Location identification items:
_ _ _ _ _

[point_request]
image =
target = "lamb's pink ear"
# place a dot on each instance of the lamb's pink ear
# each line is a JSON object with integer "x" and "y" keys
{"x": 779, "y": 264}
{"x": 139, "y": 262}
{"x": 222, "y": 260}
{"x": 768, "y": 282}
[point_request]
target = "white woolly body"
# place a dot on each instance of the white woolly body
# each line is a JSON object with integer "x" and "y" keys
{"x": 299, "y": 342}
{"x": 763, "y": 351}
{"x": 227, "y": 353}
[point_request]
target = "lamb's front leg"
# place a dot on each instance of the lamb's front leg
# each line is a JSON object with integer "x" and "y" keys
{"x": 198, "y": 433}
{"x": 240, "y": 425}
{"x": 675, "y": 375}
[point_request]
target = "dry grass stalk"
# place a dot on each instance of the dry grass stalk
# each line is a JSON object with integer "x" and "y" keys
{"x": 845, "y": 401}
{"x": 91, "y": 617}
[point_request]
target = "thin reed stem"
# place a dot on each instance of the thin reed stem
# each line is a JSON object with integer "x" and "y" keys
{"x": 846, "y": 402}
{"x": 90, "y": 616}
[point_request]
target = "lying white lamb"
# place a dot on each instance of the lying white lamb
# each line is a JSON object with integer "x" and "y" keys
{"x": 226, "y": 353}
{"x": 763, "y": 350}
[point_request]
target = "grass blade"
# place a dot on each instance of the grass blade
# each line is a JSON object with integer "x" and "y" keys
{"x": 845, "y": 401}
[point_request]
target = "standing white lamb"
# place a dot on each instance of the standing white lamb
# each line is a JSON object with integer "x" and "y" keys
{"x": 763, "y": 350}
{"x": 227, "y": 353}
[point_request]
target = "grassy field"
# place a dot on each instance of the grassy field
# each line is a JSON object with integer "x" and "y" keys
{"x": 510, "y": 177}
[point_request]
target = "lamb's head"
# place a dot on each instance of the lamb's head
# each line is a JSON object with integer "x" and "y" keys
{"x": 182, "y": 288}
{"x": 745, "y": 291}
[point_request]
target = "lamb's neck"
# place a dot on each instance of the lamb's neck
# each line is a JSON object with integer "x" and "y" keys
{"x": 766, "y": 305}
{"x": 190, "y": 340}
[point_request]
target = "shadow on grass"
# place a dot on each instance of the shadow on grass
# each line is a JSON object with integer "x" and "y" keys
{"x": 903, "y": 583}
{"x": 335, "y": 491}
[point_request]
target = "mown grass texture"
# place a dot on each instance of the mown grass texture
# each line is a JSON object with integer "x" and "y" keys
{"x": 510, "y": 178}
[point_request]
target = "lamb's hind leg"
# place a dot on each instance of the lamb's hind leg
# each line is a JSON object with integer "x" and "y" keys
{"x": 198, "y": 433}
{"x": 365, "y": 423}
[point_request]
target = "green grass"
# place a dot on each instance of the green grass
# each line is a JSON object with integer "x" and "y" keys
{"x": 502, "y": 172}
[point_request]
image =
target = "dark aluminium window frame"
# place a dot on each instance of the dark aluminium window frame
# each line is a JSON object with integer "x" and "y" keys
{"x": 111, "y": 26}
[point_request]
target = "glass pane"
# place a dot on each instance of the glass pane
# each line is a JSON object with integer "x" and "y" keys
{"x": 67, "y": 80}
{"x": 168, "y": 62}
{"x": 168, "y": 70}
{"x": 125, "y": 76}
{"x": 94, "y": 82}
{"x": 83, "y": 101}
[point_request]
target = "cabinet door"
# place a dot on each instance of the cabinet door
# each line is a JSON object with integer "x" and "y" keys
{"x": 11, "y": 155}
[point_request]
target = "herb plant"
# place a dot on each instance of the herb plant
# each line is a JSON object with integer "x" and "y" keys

_ _ _ _ _

Task to complete: Copy every line verbatim.

Exercise output:
[point_request]
image =
target = "lamb's pink ear"
# place a dot on each instance of the lamb's pink ear
# each line is a JSON object with integer "x" and "y" keys
{"x": 779, "y": 264}
{"x": 139, "y": 262}
{"x": 222, "y": 260}
{"x": 768, "y": 282}
[point_request]
target = "white woolly body"
# place a dot on each instance of the white woolly body
# each line is a JSON object with integer "x" and "y" keys
{"x": 299, "y": 342}
{"x": 763, "y": 351}
{"x": 227, "y": 353}
[point_request]
target = "lamb's front leg"
# place a dot on each instance of the lamb's front leg
# each line is a JSON object with integer "x" and "y" keys
{"x": 198, "y": 433}
{"x": 240, "y": 425}
{"x": 675, "y": 375}
[point_request]
target = "dry grass stalk"
# place a dot on each instance of the dry grass stalk
# each line is a JSON object with integer "x" and "y" keys
{"x": 845, "y": 401}
{"x": 91, "y": 617}
[point_request]
target = "thin reed stem"
# place a dot on each instance of the thin reed stem
# each line is a JSON object with integer "x" and "y" keys
{"x": 846, "y": 402}
{"x": 90, "y": 616}
[point_request]
target = "lying white lamb"
# place a dot on each instance of the lying white lamb
# each line is a JSON object with integer "x" and "y" keys
{"x": 226, "y": 353}
{"x": 763, "y": 350}
[point_request]
target = "grass blade"
# place a dot on each instance of the grass blade
# each line is a JSON object with integer "x" and "y" keys
{"x": 845, "y": 401}
[point_request]
target = "standing white lamb"
# place a dot on each instance of the standing white lamb
# each line is a JSON object with integer "x" and "y" keys
{"x": 763, "y": 350}
{"x": 227, "y": 353}
[point_request]
target = "grassy field"
# place a dot on each instance of the grassy field
# each line is a JSON object with integer "x" and "y" keys
{"x": 510, "y": 177}
[point_request]
target = "lamb's head"
# place a dot on each instance of the lamb's head
# each line is a JSON object with integer "x" and "y" keys
{"x": 182, "y": 288}
{"x": 745, "y": 291}
[point_request]
target = "lamb's neck"
# place a dot on each instance of the lamb's neck
# each line is a JSON object with integer "x" and "y" keys
{"x": 766, "y": 305}
{"x": 190, "y": 340}
[point_request]
target = "shadow on grass"
# place a dot on each instance of the shadow on grass
# each line is a JSON object with integer "x" and "y" keys
{"x": 903, "y": 583}
{"x": 335, "y": 491}
[point_request]
target = "mown grass texture"
# place a dot on each instance of the mown grass texture
# each line is a JSON object with integer "x" and "y" keys
{"x": 510, "y": 178}
[point_request]
target = "lamb's hind leg"
# place a dot on each instance of the lamb's hind leg
# each line is a JSON object with integer "x" and "y" keys
{"x": 198, "y": 433}
{"x": 365, "y": 423}
[point_request]
target = "green grass"
# place a dot on each instance of the green grass
# each line is a JSON object with integer "x" and "y" keys
{"x": 502, "y": 172}
[point_request]
image =
target = "dark aluminium window frame"
# place a dot on each instance of the dark aluminium window frame
# each line is a JSON object with integer "x" and "y" keys
{"x": 111, "y": 26}
[point_request]
target = "glass pane"
# place a dot on each instance of the glass pane
# each line is a JSON object with integer "x" and "y" keys
{"x": 67, "y": 80}
{"x": 168, "y": 62}
{"x": 168, "y": 70}
{"x": 125, "y": 76}
{"x": 94, "y": 82}
{"x": 83, "y": 101}
[point_request]
target = "cabinet door"
# place a dot on each instance of the cabinet door
# each line is a JSON object with integer "x" and "y" keys
{"x": 11, "y": 155}
[point_request]
target = "herb plant"
# place a dot on each instance of the herb plant
# each line is a JSON object with integer "x" and "y" keys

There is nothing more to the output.